▶ _What to work on_
1) According to the biography of María Currea Manrique, which organization named her the 1960 "Women of the Americas"?
2) Continue the biography of María Currea Manrique from its last sentence.
*** Opening Extract provided ***
- Born: 28 May 1890 Bogotá, Colombia
- Died: 23 May 1985 (aged 94) Bogotá, Colombia
- Other names: María Currea de Aya
- Occupations: nurse, writer, suffragist
- Years active: 1930–1970
- Known for: First woman councilor of Bogotá
- Spouse: Ruperto Aya

= María Currea Manrique =

María Currea Manrique (28 May 1890 – 23 May 1985) was a Colombian feminist, suffragist, politician, nurse and journalist. She was instrumental in pressuring for laws in Colombia which recognized women's right to citizenship, education, and enfranchisement. She was honored as the 1960 "Women of the Americas" by the Organization of American States and received many awards and honors during her lifetime. She was posthumously honored with an award distributed bearing her name each March 8 in honor of International Women's Day to the Colombian woman who has excelled in promoting women's rights in her community.
*** Closing Extract provided ***
*** Opening Record excerpts ***
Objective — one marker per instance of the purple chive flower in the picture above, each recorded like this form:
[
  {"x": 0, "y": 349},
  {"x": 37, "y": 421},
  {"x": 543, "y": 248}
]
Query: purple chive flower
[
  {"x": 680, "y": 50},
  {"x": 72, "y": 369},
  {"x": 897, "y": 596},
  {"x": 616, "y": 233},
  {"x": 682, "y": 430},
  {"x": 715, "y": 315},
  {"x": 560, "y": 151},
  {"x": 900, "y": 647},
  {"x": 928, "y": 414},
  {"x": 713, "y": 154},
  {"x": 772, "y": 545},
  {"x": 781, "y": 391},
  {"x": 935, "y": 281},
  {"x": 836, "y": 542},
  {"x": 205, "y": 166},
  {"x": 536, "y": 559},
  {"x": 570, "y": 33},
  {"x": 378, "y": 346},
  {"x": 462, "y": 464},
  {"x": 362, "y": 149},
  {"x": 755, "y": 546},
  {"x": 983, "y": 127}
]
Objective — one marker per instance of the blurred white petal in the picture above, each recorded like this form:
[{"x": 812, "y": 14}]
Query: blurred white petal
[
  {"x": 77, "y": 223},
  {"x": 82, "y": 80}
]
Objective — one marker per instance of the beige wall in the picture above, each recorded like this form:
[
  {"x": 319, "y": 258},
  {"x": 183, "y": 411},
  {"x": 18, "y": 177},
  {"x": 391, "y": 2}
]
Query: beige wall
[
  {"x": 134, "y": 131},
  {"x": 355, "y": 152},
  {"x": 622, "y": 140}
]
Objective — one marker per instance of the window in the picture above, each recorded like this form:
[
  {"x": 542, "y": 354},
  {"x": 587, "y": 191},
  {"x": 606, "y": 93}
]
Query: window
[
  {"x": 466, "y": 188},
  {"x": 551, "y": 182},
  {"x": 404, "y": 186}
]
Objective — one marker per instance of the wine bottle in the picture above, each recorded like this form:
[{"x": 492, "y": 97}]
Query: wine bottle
*** Closing Record excerpts ***
▶ _Per-task answers_
1) The Organization of American States.

2)
==Biography==
María Currea Manrique was born on 28 May 1890 in Bogotá, Colombia to General Aníbal Currea and Hersilia Manrique de Currea. Because of her family's wealth, she traveled widely through Europe and the United States, learning other languages. Since women were forbidden higher education in Colombia at that time, she obtained a nursing degree from Presbyterian Hospital in New York City and then went on to study philosophy and humanities at the University of the Sorbonne in Paris earning a doctorate. Currea married Ruperto Aya, a veteran of the Thousand Days' War, who was instrumental in opening doors for women's rights. In 1930, a group of women, led by Georgina Fletcher attempted to gain citizens' rights for Colombian women. Up to that time women's wages were the property of their husbands, fathers or brothers and she had no guardianship over her children. The women were unsuccessful in 1930, but two years later, Aya introduced Currea to President Enrique Olaya Herrera, whom she and the other women pressured to help change the citizenship laws for women in Colombia. Passage of Law 28 in 1932 recognized women's citizenship for the first time, in Colombia.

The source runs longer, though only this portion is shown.